In 2005, a federal judge ruled that the NFL still owed his estate more than $1 million in disability payments. The league appealed the ruling and lost.

Historically, the NFL hasn't made it easy for players who, like Webster, were injured in the line of duty. But then, management and ownership have been doing what management and ownership usually do. That is, what they're allowed to do. The real question: Why have the NFL Players Association and its boss, Gene Upshaw, have been so quiet for so many years. Why has it taken a slew of exposes and an organization like Gridiron Greats - basically a renegade group, fed up with the faux union - to focus attention on issues like post-concussion syndrome, disability, and a $1.1 billion pension fund that seems inaccessible to retired players in the direst of circumstances?

That's what brought Garrett Webster, among others, to Washington, D.C. They were testifying before a Congressional subcommittee. "The system does not work," said former Bears coach Mike Ditka, a standard-bearer for the Gridiron Greats.

Subcommittee members heard some horror stories, many of them already familiar to casual readers of the sports pages. There will be more stories like Mike and Garrett Webster's unless the system is fixed.

What it takes to be in the NFL is often antithetical to what is required for a healthy life. Unlike any other team sport, football destroys players physically and neurologically. As Upshaw should know, ballplayers can't be counted on to protect themselves. Football players get bigger, stronger and faster. But they remain, now as then, cursed with courage.

Consider the case of Upshaw's former teammate, Jim Otto. One might argue, especially if one likes the Raiders, that Otto is really the greatest center ever. He retired in 1974, Webster's rookie year, after playing in 308 consecutive games, a figure that includes preseason and playoff contests. The similarities between Otto and Webster are striking, beginning with a frightening tolerance for pain. They both
hail from Wisconsin. They each went a little over six-feet, 255 pounds in the prime of their careers. Ranking the game's best 100 players, The Sporting News put Otto at 78 and Webster at 75.

Otto has a clear lead, however, in surgeries. "My father has had well over 50 orthopedic procedures," said his son, Jim Otto Jr.
━━━
### GOAL OF THE EXERCISE:
In the text on NFL player injuries, turn the paragraph beginning "Consider the case of Upshaw's former teammate" into a short bulleted list that keeps its main facts. The records play no part in this exercise.
━━━
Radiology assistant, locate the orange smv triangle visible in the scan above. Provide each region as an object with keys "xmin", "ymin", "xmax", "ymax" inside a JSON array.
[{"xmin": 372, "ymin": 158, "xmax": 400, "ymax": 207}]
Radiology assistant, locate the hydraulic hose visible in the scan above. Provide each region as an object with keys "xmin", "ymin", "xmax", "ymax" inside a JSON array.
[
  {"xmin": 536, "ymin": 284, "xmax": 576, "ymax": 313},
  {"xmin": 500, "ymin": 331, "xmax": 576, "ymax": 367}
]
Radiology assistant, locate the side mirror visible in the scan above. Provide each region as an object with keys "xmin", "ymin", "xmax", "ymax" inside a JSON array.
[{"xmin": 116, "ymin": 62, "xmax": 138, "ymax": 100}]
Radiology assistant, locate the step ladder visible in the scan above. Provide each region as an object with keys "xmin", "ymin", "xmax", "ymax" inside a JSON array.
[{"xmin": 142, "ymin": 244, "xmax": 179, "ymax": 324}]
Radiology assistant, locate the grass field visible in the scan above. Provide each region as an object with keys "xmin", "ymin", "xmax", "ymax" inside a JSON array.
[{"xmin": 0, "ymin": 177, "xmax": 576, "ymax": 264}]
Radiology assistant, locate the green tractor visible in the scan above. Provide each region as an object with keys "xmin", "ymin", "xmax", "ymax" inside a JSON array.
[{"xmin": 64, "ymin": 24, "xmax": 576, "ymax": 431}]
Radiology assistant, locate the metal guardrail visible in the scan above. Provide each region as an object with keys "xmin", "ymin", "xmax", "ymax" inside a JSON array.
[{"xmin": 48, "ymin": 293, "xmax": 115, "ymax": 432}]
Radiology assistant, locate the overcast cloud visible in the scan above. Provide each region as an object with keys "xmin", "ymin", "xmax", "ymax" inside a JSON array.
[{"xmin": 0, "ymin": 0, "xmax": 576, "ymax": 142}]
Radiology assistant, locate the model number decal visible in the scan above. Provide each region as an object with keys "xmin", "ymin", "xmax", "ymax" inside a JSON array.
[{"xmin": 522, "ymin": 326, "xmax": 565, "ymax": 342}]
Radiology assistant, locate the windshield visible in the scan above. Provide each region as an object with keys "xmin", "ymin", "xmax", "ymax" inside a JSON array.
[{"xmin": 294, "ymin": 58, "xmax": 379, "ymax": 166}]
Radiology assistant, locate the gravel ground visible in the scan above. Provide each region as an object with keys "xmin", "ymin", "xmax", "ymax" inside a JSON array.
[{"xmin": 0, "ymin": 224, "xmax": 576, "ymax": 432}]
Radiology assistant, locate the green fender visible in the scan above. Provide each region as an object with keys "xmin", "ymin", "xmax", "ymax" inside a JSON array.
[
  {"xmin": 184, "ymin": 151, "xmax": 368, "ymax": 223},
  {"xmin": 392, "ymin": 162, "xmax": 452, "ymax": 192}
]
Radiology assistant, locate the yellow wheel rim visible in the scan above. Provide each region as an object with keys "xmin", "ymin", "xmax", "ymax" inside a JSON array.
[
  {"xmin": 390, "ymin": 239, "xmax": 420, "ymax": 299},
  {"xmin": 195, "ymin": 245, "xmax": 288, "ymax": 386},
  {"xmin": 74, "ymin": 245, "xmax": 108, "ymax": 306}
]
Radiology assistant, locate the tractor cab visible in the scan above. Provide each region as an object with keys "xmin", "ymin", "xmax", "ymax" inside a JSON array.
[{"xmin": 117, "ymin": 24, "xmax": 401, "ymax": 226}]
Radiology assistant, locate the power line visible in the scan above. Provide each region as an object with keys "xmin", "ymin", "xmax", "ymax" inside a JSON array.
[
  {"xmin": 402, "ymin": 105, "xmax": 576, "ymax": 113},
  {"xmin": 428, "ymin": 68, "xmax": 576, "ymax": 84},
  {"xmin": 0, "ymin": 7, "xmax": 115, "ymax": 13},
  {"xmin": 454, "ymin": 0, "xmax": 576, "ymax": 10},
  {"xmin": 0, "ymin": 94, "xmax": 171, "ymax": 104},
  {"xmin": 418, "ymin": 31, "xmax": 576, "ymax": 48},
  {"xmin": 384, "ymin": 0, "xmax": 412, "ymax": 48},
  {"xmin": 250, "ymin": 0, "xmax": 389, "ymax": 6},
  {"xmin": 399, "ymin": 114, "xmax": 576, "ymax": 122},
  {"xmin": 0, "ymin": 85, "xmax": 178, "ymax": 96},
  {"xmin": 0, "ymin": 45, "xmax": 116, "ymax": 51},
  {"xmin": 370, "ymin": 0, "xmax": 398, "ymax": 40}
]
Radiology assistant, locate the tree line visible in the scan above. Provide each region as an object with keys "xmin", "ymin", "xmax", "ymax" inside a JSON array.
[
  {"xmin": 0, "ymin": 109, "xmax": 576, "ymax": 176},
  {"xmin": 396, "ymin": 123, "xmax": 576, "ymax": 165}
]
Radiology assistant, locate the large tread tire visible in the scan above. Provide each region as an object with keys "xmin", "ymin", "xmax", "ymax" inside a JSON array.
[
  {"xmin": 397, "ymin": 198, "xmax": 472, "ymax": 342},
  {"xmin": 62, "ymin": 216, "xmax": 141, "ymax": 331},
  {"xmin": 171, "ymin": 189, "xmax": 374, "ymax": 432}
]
━━━
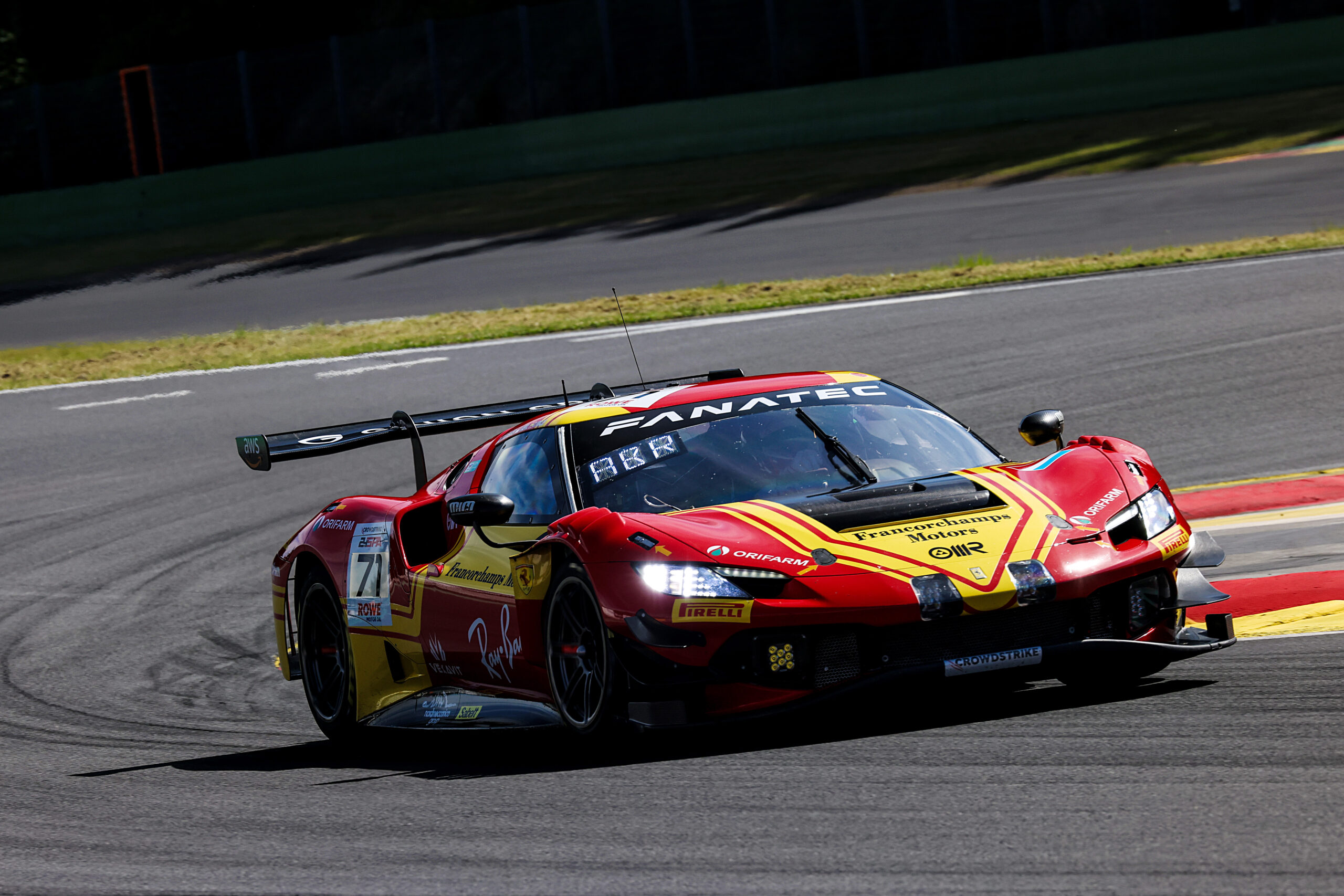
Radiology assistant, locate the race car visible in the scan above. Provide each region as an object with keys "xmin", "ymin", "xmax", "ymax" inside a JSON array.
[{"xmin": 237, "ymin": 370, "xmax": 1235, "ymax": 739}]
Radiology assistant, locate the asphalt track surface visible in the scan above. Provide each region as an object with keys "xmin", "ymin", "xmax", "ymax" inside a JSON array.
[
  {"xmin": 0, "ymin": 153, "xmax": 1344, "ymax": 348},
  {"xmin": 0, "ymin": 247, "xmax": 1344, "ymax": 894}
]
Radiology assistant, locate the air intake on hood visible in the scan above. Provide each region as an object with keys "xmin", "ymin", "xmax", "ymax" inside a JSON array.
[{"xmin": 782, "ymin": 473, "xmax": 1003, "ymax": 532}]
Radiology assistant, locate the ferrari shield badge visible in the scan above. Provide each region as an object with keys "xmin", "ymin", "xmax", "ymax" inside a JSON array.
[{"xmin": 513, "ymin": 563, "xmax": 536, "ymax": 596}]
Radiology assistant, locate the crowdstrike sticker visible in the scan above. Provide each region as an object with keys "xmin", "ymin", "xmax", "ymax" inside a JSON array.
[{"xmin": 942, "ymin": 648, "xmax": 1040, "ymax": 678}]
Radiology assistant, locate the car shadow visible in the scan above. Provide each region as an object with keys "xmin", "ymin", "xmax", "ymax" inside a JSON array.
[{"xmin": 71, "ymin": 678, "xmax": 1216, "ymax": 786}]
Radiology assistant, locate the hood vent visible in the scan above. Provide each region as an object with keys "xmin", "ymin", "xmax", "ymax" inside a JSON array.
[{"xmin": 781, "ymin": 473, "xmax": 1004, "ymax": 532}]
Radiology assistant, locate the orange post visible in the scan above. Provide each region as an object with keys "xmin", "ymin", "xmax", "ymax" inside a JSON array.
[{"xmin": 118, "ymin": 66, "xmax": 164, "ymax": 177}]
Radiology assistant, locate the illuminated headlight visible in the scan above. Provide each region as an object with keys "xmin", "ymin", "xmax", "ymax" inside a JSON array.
━━━
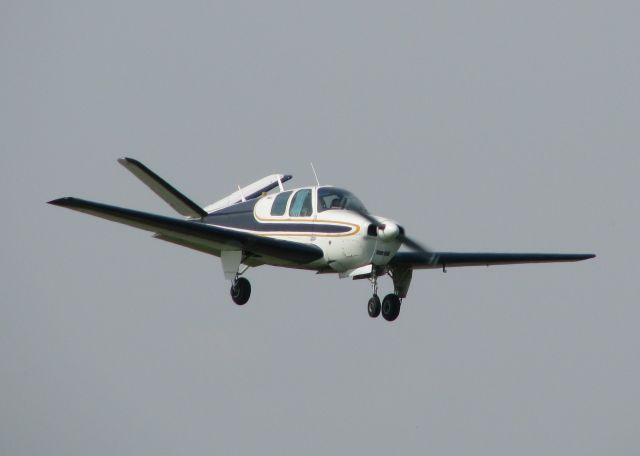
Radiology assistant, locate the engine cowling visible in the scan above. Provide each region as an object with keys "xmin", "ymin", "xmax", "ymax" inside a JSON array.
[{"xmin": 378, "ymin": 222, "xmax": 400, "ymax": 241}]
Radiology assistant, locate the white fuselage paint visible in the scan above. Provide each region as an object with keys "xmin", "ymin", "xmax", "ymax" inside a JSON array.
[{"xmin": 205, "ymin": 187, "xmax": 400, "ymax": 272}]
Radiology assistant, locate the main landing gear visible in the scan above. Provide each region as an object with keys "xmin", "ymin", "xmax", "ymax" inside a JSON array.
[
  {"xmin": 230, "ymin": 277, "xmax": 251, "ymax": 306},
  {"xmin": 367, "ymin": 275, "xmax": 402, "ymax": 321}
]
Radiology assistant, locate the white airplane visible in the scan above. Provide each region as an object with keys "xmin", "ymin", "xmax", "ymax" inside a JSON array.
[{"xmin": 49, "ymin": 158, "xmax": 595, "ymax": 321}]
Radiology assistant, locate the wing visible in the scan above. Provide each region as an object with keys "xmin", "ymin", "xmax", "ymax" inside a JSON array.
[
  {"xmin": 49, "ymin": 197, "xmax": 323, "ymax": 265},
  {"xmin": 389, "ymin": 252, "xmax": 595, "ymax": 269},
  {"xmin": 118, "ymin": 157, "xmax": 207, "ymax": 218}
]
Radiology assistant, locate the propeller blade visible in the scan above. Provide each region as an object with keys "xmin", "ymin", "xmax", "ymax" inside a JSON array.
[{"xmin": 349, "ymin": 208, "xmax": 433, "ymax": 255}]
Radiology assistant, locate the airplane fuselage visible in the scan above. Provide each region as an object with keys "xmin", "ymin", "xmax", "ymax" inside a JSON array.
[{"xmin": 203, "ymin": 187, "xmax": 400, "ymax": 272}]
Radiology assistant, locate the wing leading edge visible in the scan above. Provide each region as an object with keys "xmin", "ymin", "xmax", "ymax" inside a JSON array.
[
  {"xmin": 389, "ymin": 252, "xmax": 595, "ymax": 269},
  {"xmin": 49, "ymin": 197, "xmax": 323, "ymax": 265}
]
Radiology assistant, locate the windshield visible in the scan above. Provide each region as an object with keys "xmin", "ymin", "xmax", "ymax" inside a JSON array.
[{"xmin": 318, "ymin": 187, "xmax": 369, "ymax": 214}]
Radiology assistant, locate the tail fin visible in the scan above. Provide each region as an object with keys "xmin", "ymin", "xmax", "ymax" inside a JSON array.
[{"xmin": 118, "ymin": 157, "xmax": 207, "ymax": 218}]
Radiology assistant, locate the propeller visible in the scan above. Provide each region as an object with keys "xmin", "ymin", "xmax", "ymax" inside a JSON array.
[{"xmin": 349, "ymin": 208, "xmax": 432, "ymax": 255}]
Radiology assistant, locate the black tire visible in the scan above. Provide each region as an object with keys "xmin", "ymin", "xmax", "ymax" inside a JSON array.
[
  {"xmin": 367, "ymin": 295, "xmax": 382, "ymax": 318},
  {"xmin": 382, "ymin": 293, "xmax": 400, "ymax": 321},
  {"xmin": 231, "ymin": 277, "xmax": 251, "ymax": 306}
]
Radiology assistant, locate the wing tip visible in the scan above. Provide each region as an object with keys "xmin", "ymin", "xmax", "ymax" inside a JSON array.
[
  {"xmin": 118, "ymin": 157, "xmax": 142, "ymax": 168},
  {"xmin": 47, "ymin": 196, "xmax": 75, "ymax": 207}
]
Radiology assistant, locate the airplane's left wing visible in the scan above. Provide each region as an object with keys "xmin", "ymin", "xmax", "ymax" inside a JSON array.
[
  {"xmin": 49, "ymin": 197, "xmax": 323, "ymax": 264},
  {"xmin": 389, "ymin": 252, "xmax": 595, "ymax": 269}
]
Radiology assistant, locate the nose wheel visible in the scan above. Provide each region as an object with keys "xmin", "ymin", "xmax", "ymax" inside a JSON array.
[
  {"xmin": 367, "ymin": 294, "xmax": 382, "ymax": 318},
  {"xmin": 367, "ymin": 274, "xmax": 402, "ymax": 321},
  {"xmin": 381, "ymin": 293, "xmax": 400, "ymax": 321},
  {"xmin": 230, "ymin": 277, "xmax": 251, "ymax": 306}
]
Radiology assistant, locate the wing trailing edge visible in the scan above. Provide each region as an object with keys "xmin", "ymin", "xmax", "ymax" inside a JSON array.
━━━
### REPLY TO THE EXERCISE:
- Jim Otto, Gene Upshaw's former teammate, is arguably the greatest center ever.
- Otto retired in 1974, Webster's rookie year, after 308 consecutive games, including preseason and playoff contests.
- Otto and Webster share a frightening tolerance for pain.
- Both come from Wisconsin.
- In their prime, each was a little over six feet and 255 pounds.
- The Sporting News ranked Otto 78th and Webster 75th among the game's 100 best players.